+++ DOCUMENT SECTION
Post by Phil Stevenson » Sun Aug 13, 2006 11:14 pm

IC AUS 21
I am very pleased with the performance so far.

As Christian says it was very fast in the light conditions, but he borrowed Seth's boat on Sunday and in one race with a reasonable 10kt breeze (feet on gunwale at least)he stayed right with me to the top mark. But on the square the big main just ran away. In fact down some of the runs I was passing some of the cats and skiffs, maybe they were sailing angles and getting out of the streaks of wind.

The canoe seems to slide ever so easilly and stay with the gust longer than most boats would.

We had two races in sub 5kts and two in maybe 10kts. In the second light one the wind switched 180 deg and filled in a little making a work back to the finish (shortenned for everyone to one lap.) In this race I led at the mark and was beaten back to the finish by only one A cat. Since there was less than 5kts at the start I did not really get too far away with my 1min start from the middle skiffs or 2 min start from the big skiffs and cats, so for me that was the best the canoe went all weekend. I had a small lead at the mark from a F18, F16 and two As and had enough speed up wind to hold off all but one.

I expect for next year the IC yardstick will drop and we will be in the next division, but at least this may be an indication of the performance gain possible with Steves new rule boats.

On the down side, My son Andrew had a ride after the regatta and with slightly more pressure he went further out than I had and the twin tube plank/seat failed. The bottom of the tube crushed at the windward gunwale. I thought I had copied the proven Skate design but maybe I missed some internal doublers or timber cores were it goes over the gunwale. I will check with some skate people before I rebuild.

The sail is still a little full but the stiffer mast since two weeks ago is much better and the leach holds up well, at least as far out on the seat as I have been (maybe feet a foot off the gunwale.)

I will now endeavour to complete the build story with details of the rig etc and get it posted so anyone else can do something similar. It will not be a complete "how to" but rather enough info for a competant builder to understand what I did and use the shape/design and/or ideas learned.

Phil S
Design perfection is achieved, not when there is nothing else to add but when there is nothing else which can be taken away.
http://philscanoes.blogspot.com/

Mal Smith
Posts: 79
Joined: Mon Dec 20, 2004 1:42 am
Location: Australia

Post by Mal Smith » Mon Aug 14, 2006 2:18 am

Phil,

The Skate, being wider, will have lower point loading at the gunwhale. Even if the skates don't use doublers or cores in the seat tubes, you might have to. The skate planks may be just on the limit.

Mal Smith.
++++++
+++ RECORDED INFORMATION
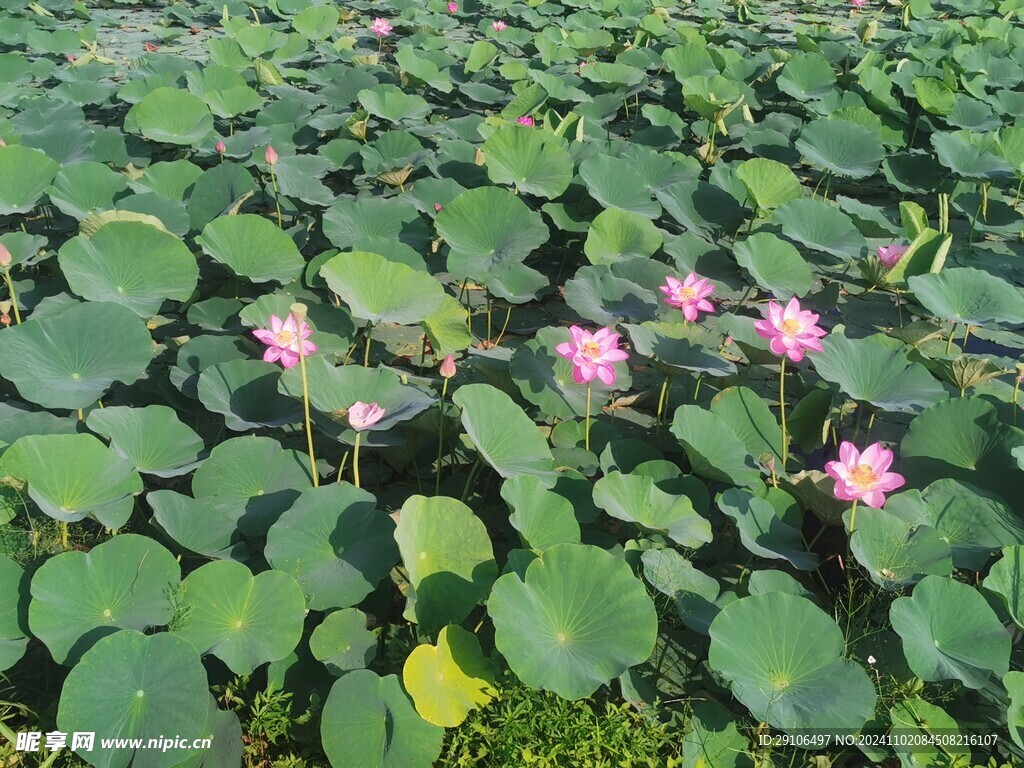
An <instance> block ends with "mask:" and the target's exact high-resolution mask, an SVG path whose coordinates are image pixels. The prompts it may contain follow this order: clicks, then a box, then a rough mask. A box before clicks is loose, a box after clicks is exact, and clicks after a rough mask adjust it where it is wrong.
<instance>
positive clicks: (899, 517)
mask: <svg viewBox="0 0 1024 768" xmlns="http://www.w3.org/2000/svg"><path fill="white" fill-rule="evenodd" d="M897 506H898V505H897ZM849 517H850V515H849V513H847V514H846V515H845V518H846V520H847V527H848V528H849ZM856 524H857V528H856V530H854V532H853V537H852V538H851V539H850V549H851V550H852V551H853V556H854V557H856V558H857V561H858V562H859V563H860V564H861V565H863V566H864V567H865V568H866V569H867V573H868V575H870V577H871V581H873V582H874V583H876V584H877V585H879V586H880V587H882V588H883V589H887V590H896V589H899V588H901V587H905V586H906V585H909V584H915V583H918V582H920V581H921V580H922V579H924V578H925V577H927V575H943V577H948V575H951V574H952V569H953V562H952V553H951V551H950V549H949V544H948V543H947V542H946V541H945V540H944V539H943V538H942V536H941V535H940V534H939V531H937V530H936V529H935V528H933V527H931V526H929V525H925V524H921V523H910V522H908V521H906V520H904V519H902V518H900V517H897V516H896V515H893V514H890V513H889V512H887V511H885V510H881V509H873V508H871V507H862V508H860V509H859V510H858V512H857V520H856Z"/></svg>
++++++
Write the next part of the forum thread about the canoe's racing performance and its broken seat, starting after its final post.

— ANSWER SECTION —
AUS019

sfrosh
Posts: 24
Joined: Mon Jun 13, 2005 8:42 am
Location: Australia

Post by sfrosh » Mon Aug 14, 2006 7:29 am

Phil, quite a while ago I made a guess/prediction that a relatively low tech construction 750mm wide 50kg IC could be as much as 10% quicker around a course, than the traditional all carbon Nethercott IC. In a separate posting while discussing rigs I made on opinion that the sail if concentrated in mainsail only would on balance be cheaper, easier to sail and generally quicker than main and jib.
It is still early days but you have shown a glimpse of the potential that the new direction, (i.e. the DC) could fulfill.
As far as the failure of the aluminium tubing goes, was the loading concentrated on a very small area? What was the wall thickness?
Maybe these two factors were the main culprits.

Phil Stevenson
Posts: 202
Joined: Wed Sep 07, 2005 9:54 pm
Location: Australia

Post by Phil Stevenson » Mon Aug 14, 2006 8:57 am

I used to fantasise about a 16ft long moth, but was reluctant to build one as I detest people who start new classes every few years (and we end up with too many classes and poor fleets in all of them)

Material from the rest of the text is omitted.